(Outline labeling records)
------------

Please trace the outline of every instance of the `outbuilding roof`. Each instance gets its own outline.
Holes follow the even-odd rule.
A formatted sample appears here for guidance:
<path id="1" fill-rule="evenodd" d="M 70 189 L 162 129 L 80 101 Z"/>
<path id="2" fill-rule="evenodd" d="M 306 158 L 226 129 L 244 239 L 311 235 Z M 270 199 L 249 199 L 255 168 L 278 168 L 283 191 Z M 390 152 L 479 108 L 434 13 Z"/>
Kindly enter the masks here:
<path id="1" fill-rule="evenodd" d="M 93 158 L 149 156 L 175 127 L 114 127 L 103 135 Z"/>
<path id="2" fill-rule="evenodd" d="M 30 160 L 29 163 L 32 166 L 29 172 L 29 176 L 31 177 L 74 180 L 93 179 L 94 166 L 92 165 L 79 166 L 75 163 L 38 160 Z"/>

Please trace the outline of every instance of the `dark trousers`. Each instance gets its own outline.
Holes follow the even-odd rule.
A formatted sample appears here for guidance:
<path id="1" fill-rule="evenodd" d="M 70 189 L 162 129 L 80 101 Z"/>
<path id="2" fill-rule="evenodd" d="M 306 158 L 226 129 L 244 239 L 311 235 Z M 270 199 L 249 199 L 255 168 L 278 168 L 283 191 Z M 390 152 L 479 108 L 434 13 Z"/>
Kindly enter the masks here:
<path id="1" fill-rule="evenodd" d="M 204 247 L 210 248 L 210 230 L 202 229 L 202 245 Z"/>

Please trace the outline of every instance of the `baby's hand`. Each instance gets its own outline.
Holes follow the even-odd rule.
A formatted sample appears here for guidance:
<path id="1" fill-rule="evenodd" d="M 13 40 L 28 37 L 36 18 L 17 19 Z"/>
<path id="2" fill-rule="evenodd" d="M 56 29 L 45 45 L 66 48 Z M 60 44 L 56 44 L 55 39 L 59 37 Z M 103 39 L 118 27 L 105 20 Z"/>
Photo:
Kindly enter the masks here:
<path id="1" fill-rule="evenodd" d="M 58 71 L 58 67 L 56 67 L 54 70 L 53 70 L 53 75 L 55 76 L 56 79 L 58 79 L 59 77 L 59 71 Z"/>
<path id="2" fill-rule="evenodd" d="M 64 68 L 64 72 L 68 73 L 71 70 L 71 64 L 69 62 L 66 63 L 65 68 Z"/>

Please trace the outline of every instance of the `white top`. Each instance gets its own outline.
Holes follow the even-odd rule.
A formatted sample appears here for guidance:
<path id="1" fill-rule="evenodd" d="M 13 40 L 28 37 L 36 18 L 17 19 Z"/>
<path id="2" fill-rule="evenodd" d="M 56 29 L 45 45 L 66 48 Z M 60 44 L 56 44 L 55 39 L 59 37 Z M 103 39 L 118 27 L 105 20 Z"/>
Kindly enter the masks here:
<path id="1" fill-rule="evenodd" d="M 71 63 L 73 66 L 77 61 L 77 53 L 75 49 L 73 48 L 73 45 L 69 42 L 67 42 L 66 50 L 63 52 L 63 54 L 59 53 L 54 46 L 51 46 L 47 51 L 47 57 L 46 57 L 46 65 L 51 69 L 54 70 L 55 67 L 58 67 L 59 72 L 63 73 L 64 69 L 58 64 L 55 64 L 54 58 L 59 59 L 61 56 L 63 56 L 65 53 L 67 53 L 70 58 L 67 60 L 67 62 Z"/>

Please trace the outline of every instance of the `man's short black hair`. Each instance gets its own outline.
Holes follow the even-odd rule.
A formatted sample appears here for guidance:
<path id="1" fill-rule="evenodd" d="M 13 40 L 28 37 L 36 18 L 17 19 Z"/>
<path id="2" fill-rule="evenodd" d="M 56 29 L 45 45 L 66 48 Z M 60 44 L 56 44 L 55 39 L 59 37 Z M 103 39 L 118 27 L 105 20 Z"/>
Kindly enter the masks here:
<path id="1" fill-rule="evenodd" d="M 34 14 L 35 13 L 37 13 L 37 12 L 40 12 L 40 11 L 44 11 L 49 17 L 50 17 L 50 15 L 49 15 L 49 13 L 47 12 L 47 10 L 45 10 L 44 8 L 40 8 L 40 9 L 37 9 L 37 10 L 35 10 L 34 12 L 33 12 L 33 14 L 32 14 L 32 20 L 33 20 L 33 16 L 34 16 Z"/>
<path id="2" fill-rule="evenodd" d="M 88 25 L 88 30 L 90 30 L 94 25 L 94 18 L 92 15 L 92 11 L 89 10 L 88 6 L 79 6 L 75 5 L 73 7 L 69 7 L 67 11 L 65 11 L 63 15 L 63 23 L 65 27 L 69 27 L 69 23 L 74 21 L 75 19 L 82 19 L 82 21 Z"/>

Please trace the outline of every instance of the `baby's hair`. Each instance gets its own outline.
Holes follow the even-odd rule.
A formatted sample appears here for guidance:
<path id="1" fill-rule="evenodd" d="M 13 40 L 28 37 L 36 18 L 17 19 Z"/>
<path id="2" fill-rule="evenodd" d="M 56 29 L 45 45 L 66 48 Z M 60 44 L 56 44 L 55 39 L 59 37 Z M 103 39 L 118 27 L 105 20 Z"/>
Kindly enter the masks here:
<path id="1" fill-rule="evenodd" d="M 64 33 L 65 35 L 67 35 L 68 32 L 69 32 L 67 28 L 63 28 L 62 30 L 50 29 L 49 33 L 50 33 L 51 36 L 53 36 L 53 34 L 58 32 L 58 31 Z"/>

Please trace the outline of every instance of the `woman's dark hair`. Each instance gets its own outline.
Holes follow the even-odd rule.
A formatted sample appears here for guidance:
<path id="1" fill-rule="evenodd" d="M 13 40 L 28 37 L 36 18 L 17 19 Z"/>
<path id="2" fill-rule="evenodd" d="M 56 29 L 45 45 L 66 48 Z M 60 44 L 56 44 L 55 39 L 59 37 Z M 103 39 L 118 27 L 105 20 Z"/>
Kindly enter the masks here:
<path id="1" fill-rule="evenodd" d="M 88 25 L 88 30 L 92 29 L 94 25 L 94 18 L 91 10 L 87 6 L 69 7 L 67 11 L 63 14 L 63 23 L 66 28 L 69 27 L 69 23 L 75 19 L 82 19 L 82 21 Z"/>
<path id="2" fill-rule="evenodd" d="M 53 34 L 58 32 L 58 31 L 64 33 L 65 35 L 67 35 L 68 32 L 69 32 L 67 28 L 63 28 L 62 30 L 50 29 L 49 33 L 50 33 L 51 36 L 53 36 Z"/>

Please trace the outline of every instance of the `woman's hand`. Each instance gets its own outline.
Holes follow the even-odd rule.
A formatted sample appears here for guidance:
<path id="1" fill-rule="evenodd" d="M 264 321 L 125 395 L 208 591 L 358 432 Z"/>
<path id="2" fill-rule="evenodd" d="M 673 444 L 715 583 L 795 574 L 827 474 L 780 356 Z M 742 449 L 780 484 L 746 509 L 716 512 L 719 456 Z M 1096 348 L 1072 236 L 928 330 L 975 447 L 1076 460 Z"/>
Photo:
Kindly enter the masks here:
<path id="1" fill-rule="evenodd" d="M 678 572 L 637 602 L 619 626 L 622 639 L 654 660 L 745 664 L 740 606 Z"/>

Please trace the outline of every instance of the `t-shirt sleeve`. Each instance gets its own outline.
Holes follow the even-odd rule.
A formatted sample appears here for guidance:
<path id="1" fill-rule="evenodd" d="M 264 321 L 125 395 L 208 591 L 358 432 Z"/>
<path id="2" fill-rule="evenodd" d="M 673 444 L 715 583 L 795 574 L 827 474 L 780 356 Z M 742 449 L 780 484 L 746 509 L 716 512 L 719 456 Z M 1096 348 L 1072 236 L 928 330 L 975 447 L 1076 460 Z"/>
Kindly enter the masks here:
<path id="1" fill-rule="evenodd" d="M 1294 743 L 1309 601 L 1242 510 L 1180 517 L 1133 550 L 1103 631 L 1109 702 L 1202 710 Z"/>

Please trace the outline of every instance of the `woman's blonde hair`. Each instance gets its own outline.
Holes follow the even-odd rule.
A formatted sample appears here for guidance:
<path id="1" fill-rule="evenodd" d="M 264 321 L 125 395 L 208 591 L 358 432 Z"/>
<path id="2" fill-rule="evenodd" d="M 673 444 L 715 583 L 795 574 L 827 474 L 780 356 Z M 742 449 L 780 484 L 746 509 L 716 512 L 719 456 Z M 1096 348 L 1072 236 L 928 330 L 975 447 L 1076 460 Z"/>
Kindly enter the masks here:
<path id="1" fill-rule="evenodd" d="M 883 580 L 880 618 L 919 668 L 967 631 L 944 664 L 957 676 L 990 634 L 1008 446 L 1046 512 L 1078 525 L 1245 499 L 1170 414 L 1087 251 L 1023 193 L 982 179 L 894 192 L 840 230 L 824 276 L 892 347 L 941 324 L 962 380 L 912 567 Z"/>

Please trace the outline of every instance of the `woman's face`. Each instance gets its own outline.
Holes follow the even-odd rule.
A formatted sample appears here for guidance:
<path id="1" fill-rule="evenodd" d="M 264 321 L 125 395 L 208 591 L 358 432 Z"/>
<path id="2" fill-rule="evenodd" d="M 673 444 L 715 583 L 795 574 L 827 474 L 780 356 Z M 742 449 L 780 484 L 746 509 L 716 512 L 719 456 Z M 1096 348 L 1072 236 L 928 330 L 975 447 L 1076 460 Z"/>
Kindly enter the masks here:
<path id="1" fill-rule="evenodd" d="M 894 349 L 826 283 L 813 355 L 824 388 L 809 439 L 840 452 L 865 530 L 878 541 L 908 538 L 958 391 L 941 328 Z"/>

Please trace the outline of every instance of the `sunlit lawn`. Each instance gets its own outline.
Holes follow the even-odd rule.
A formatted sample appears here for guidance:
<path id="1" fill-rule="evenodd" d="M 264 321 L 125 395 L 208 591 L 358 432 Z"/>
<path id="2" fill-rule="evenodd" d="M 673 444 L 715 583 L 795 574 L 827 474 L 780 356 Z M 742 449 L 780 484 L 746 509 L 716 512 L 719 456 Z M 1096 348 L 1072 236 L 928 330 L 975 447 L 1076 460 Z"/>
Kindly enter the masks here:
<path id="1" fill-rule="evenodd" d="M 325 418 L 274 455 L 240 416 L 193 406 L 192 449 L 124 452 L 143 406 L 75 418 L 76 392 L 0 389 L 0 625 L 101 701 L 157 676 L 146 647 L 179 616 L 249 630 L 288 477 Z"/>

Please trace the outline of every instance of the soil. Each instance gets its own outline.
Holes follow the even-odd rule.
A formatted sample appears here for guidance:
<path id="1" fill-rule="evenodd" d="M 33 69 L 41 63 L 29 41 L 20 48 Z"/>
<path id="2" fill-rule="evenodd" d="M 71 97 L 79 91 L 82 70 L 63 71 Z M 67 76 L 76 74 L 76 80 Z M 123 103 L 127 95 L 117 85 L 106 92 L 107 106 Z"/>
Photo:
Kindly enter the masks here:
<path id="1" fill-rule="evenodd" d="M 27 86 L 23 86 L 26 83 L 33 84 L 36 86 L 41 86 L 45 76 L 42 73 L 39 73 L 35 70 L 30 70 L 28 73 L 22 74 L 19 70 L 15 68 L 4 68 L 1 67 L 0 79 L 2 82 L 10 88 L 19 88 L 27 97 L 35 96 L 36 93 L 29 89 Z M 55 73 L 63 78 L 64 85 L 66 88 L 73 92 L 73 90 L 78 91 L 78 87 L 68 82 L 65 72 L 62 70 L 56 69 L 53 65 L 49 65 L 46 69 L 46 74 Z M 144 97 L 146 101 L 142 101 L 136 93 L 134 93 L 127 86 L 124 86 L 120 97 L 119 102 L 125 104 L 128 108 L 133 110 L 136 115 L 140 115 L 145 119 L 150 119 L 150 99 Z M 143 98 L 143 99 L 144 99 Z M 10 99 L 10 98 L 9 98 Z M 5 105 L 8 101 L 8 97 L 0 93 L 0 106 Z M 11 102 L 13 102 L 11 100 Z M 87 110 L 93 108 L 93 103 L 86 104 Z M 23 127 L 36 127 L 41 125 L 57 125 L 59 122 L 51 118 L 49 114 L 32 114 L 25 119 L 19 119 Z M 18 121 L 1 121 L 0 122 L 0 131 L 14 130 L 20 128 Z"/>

------------

The problem:
Please list every line in the data above that contains the string "baby". Copy each one in full.

Reply to the exercise:
Please trace the outline of every instance of the `baby's hand`. Each instance gets its own outline.
Please trace the outline of every instance of the `baby's hair`. Each instance gets its own outline.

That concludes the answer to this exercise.